Verilen Metin
================================

Osmanlıların batılılarla sulh dönemleri başladığından, Hayreddin Paşa yeni bir sefere çıkmadı. Zaten yaşı sekseni geçmişti. Ömrü şan ve şerefle geçen büyük denizci, Temmuz 1546'da vefat ederek Beşiktaş'taki türbesine defnedildi.


TRABLUSGARB'IN ALINMASI


Malta kuşatmasında idari karmaşa meydana gelmesi ve Sinan Paşanın kararıyla kuşatmanın kaldırılmasının ardından Turgut Reis ve arkadaşları, Saint Jean Şövalyeleri'nin elinde bulunan Trablusgarb'ı (Libya) karadan ve denizden baskı altına alarak fethetmeyi başardı (14 Ağustos 1551) . Böylece Osmanlı Devleti'nin Libya'da 1912 yılına kadar sürecek olan hakimiyeti başlamış oldu.


CERBE ZAFERİ (1560)


Fransızların Şarlken'e karşı yardım talebi üzerine, bir kez daha Akdeniz'e açılan Sinan Paşa yönetimindeki Osmanlı donanması; İtalya sahillerini dolaşarak Napoli'ye gelmiş ancak Fransız donanmasının gelmemesi üzerine, daha kuzeyde seyretmekteyken Andrea Doria'nın Napoli'ye doğru geldiği haberi alınmıştı. Turgut Reis'in tavsiyesi üzerine; Osmanlı donanması, düşman donanmasını imha etmek amacıyla Ponza Adaları tarafında mevzilendi. Pusuya düşürülen haçlı donanması mağlup edildi ve Andrea Doria bir kez daha kaçmaya mecbur bırakıldı. Ancak Fransız donanmasının, iki ay geçmesine rağmen ortada görünmemesi üzerine donanma İstanbul'a geri döndü.

================================

Belirtilen Hedef A
Osmanlı donanması metnine göre aşağıdaki soruları yanıtlayın.
(i) Hayreddin Paşa ne zaman vefat etti ve nereye defnedildi?
(ii) Trablusgarb fethedildiğinde kimlerin elinde bulunuyordu?
(iii) Osmanlı donanması, Turgut Reis'in tavsiyesi üzerine nerede mevzilendi?
Belirtilen Hedef B
Osmanlı donanması metninde "CERBE ZAFERİ (1560)" sözlerinden "İstanbul'a geri döndü." sözlerine kadar olan kısmı olduğu gibi yazın.
Belirtilen Hedef C
Osmanlı donanması metnini kaldığı yerden sürdürün.
Bundan sonra gelen listenin Osmanlı donanması metniyle hiçbir ilgisi yoktur.

Verilen Malzeme
================================

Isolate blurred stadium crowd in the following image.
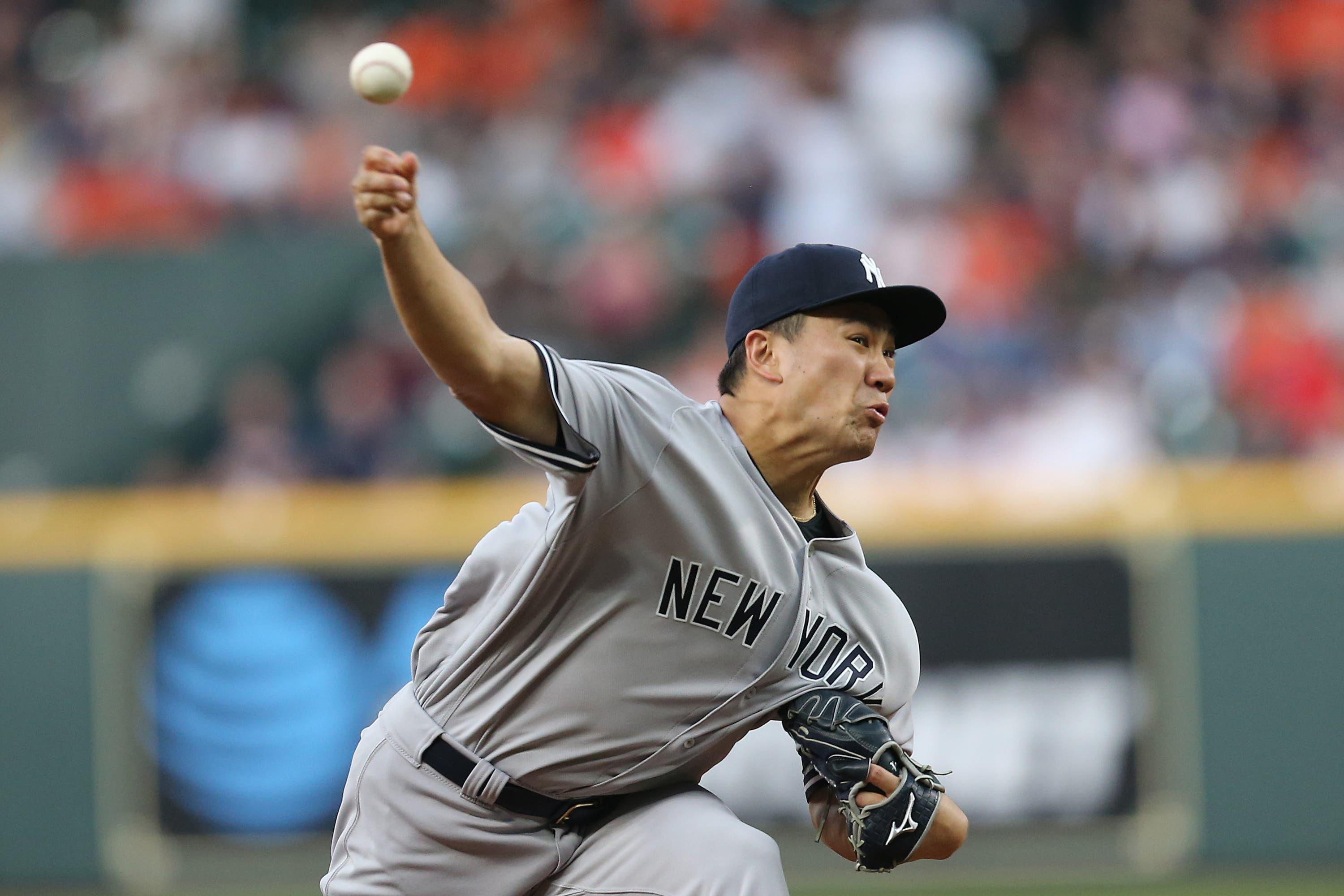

================================

Yanıt A
(i) Temmuz 1546'da vefat etti ve Beşiktaş'taki türbesine defnedildi.
(ii) Saint Jean Şövalyeleri'nin elinde bulunuyordu.
(iii) Ponza Adaları tarafında mevzilendi.

Yanıt B
CERBE ZAFERİ (1560)


Fransızların Şarlken'e karşı yardım talebi üzerine, bir kez daha Akdeniz'e açılan Sinan Paşa yönetimindeki Osmanlı donanması; İtalya sahillerini dolaşarak Napoli'ye gelmiş ancak Fransız donanmasının gelmemesi üzerine, daha kuzeyde seyretmekteyken Andrea Doria'nın Napoli'ye doğru geldiği haberi alınmıştı. Turgut Reis'in tavsiyesi üzerine; Osmanlı donanması, düşman donanmasını imha etmek amacıyla Ponza Adaları tarafında mevzilendi. Pusuya düşürülen haçlı donanması mağlup edildi ve Andrea Doria bir kez daha kaçmaya mecbur bırakıldı. Ancak Fransız donanmasının, iki ay geçmesine rağmen ortada görünmemesi üzerine donanma İstanbul'a geri döndü.

Yanıt C
Sinan Paşadan sonra, donanmanın başına geçirilen Piyale Paşa döneminde de, Osmanlı donanması gücünü devam ettirdi. İspanya sahillerine kadar uzanan deniz seferleri ve bazı adaların alınması, hıristiyan dünyasında yeniden endişe doğurdu ve gizlice yeni bir haçlı ittifakının gerçekleşmesiyle sonuçlandı. Birleşik haçlı donanmasının başına, bir kez daha ünlü Amiral Andrea Doria getirildi.

Turgut Reis, daha önce kendisine ait olan Cerbe Adası'nı İspanyolların elinden almak için adayı kuşatma altına aldı. Ancak 200 parçadan oluşan müttefik donanması, Cerbe önüne geldiğinden adayı ele geçirmek mümkün olmadı. Turgut Reis, fazla zayiat vermemek için ordusunu Trablus'a çekerek durumu acele İstanbul'a bildirdi. Bu gelişme üzerine, derhal Piyale Paşa kumandasında 200 parçayı aşan güçlü bir donanma yola çıkarıldı. Preveze Zaferi'nden sonra nihayet iki donanma tekrar karşı karşıya gelmişti. Müttefik haçlı donanması, bir kez daha ağır bir yenilgi aldı. Altmış büyük gemileri telef olduğu gibi, yirmi binden fazla da asker kaybetmişlerdi. Haçlı donanmasından geriye, kaçıp kurtulmayı başarabilen on yedi gemi kalmıştı. Bu zafer, batı Akdenizde de üstünlüğün kesin olarak Osmanlılara ait olduğunu gösterdi. Bu zaferden sonra Cerbe Adası kısa bir direnişin ardından teslim oldu ve idaresi Turgut Reise bırakıldı. Cerbe Adası'nı kaybetmeleri, İspanyolların Kuzey Afrika'daki varlıklarına son vermiş oldu.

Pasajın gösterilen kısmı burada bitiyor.